■ DIRECTION
Which lines in the items below contain the string "logo"? Locate each one and copy it out in full, treating uppercase and lowercase as different.

____ THE RECORDS

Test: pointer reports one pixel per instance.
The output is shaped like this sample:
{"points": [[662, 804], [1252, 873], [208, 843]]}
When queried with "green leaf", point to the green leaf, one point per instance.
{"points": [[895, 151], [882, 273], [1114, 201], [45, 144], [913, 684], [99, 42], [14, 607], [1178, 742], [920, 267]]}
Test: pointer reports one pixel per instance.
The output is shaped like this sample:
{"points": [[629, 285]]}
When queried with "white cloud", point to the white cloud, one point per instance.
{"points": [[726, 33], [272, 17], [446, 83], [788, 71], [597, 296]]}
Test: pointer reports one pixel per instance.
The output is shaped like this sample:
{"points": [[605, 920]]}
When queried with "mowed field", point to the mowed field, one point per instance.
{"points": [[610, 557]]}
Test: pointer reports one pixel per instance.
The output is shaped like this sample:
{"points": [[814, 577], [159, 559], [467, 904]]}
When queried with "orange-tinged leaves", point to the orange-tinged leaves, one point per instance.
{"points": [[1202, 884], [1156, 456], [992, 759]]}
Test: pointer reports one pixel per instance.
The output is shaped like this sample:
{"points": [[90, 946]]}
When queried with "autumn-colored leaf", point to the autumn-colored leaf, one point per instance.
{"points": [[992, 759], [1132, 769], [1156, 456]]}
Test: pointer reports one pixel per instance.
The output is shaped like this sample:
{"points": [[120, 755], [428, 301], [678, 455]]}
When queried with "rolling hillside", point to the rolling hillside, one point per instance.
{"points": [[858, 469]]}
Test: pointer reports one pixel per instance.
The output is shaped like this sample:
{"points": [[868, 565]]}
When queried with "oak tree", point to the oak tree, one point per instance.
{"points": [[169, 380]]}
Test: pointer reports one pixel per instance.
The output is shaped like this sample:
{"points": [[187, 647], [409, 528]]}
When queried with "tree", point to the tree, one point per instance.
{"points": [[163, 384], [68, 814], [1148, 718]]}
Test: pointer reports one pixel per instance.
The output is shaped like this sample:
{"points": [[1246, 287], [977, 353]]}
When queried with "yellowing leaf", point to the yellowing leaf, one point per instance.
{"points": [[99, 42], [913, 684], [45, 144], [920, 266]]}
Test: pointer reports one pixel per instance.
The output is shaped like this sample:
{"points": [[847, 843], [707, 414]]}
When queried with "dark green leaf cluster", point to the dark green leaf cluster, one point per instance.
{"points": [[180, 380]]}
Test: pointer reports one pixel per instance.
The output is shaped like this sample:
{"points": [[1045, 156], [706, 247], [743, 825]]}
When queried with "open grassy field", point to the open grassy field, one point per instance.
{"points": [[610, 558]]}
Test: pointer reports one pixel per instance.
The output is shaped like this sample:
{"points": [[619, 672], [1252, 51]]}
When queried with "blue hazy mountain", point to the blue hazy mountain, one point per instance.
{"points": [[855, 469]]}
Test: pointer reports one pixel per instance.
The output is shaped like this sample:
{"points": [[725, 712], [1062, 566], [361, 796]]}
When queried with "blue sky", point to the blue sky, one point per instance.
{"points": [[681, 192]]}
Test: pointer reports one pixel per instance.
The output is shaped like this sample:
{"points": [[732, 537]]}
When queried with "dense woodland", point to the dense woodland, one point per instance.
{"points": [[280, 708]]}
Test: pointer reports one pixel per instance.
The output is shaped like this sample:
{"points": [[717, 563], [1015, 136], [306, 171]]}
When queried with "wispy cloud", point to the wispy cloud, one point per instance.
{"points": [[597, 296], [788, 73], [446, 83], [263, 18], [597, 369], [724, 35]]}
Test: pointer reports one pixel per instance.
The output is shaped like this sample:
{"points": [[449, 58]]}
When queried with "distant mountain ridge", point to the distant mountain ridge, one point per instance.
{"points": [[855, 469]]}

________
____ THE RECORDS

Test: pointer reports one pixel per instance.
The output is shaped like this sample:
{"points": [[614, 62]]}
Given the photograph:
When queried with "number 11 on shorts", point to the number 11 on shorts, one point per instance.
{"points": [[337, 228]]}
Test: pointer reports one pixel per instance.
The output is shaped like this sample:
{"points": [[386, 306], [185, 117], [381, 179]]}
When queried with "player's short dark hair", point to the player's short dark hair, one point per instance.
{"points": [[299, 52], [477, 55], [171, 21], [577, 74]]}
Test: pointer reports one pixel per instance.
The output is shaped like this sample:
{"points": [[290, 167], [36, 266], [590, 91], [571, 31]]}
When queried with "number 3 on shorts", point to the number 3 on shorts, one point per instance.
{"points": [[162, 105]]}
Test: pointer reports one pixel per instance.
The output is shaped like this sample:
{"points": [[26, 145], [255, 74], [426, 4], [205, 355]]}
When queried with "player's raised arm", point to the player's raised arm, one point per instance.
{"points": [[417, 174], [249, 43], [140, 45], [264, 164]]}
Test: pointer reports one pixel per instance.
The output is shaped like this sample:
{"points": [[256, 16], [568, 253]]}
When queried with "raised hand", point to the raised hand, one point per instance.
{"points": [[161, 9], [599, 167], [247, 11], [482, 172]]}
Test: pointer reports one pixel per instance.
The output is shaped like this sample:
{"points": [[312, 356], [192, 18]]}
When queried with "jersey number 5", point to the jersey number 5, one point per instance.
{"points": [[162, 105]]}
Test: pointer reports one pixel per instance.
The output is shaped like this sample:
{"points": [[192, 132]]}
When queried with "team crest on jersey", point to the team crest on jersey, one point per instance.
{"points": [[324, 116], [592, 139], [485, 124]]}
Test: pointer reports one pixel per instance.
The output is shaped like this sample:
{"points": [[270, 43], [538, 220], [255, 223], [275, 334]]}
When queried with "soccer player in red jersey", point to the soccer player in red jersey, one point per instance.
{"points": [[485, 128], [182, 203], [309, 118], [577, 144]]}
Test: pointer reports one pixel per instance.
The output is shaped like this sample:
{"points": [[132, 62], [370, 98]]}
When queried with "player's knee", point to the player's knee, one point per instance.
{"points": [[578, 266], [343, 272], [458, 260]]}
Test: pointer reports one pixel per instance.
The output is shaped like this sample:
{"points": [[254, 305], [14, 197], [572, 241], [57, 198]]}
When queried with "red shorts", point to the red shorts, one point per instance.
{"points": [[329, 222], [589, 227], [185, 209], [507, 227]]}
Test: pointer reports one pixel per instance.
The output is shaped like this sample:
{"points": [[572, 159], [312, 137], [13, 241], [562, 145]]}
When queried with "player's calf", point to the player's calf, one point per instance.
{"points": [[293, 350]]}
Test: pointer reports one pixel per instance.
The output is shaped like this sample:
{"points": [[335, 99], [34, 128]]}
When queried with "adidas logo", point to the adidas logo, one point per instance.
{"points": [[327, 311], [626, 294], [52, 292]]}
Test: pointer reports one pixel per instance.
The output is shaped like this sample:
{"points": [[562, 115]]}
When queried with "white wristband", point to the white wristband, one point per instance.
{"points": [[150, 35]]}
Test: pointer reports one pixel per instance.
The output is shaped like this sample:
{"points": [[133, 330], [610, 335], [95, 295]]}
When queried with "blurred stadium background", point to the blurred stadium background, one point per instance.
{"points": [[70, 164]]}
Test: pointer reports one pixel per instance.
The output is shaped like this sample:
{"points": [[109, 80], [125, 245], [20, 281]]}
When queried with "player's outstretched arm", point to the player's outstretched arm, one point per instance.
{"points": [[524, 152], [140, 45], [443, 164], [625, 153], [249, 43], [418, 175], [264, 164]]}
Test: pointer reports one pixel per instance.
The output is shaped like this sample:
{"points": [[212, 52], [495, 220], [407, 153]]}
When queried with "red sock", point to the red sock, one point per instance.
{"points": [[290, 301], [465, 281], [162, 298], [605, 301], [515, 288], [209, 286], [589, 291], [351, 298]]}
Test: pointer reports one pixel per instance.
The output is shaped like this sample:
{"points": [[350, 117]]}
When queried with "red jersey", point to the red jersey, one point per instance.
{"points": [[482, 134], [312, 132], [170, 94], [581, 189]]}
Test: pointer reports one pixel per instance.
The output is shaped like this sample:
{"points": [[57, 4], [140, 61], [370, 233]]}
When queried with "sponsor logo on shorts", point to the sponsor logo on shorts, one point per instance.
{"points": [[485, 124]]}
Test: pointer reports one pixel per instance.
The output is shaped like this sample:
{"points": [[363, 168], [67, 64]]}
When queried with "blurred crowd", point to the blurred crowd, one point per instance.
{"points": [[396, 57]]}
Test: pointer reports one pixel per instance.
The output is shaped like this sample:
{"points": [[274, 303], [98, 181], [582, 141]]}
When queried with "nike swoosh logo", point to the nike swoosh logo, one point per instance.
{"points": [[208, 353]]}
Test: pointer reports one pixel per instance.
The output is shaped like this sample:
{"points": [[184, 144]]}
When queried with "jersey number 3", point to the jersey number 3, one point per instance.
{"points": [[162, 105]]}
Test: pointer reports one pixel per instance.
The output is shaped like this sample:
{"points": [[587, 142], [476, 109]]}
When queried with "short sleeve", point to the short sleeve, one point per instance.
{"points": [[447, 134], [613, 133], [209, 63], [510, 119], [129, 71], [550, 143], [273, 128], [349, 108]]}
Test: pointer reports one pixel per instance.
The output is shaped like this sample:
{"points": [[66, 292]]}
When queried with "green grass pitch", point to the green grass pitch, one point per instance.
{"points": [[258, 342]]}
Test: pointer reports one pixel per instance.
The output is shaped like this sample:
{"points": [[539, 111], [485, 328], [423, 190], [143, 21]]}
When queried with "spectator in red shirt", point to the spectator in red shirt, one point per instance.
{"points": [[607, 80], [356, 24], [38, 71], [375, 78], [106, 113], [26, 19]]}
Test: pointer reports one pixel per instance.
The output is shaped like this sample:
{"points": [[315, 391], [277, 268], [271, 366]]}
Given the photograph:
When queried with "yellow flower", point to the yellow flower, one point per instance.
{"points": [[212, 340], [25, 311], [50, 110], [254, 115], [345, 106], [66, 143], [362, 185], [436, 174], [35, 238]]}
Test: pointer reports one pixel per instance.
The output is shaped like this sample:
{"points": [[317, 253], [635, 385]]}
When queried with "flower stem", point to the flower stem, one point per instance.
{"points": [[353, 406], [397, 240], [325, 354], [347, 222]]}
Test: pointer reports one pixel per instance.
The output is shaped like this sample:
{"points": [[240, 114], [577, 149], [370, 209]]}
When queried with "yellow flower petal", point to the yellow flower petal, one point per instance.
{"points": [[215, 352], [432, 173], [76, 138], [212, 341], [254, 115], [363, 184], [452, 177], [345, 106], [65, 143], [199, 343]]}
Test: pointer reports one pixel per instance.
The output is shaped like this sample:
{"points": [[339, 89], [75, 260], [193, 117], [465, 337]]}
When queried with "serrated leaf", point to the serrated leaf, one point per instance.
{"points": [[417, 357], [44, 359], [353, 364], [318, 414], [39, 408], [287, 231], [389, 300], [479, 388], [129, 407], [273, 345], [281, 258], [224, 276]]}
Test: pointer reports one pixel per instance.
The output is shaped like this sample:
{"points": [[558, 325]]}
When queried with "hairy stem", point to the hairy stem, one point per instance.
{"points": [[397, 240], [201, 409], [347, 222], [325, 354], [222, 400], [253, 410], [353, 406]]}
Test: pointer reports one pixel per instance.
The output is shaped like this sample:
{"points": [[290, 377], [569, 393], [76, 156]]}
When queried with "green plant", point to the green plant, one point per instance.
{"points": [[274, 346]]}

________
____ THE RECORDS

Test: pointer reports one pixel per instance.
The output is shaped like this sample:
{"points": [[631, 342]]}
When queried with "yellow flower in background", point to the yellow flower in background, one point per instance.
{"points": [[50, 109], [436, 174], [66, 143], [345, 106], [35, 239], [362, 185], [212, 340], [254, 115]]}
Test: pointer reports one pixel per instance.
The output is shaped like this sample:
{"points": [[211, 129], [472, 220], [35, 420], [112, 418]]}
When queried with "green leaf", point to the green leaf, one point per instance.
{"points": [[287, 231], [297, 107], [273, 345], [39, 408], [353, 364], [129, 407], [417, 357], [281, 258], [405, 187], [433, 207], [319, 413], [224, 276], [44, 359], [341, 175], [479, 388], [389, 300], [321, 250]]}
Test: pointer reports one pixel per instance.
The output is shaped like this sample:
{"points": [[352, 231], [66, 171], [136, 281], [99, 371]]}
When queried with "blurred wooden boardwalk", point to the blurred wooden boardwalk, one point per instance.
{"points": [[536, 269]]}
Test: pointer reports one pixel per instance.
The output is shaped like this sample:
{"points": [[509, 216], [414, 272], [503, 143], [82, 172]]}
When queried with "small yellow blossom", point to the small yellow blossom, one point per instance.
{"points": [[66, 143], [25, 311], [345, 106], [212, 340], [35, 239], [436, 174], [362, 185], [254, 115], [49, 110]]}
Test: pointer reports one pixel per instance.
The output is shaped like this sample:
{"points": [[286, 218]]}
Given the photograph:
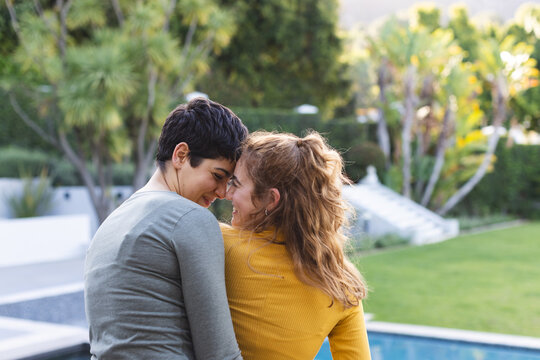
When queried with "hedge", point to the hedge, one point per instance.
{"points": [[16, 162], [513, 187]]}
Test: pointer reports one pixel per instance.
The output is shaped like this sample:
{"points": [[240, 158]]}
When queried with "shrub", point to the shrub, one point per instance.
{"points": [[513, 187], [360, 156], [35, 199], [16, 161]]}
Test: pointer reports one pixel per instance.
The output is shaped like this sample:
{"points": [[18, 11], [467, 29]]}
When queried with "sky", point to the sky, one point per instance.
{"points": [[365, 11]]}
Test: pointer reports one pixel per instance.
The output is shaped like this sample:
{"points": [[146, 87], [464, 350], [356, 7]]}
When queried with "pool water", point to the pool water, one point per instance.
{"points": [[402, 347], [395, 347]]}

________

■ THE OUTPUT
When queried with "adidas logo", point to the adidas logo, one point per instance.
When queried with "sponsor logo on shorts", point to the sponsor logo on shorts, one point per instance.
When queried with "nike swoosh logo", point to the nike swoosh logo, one point per instance.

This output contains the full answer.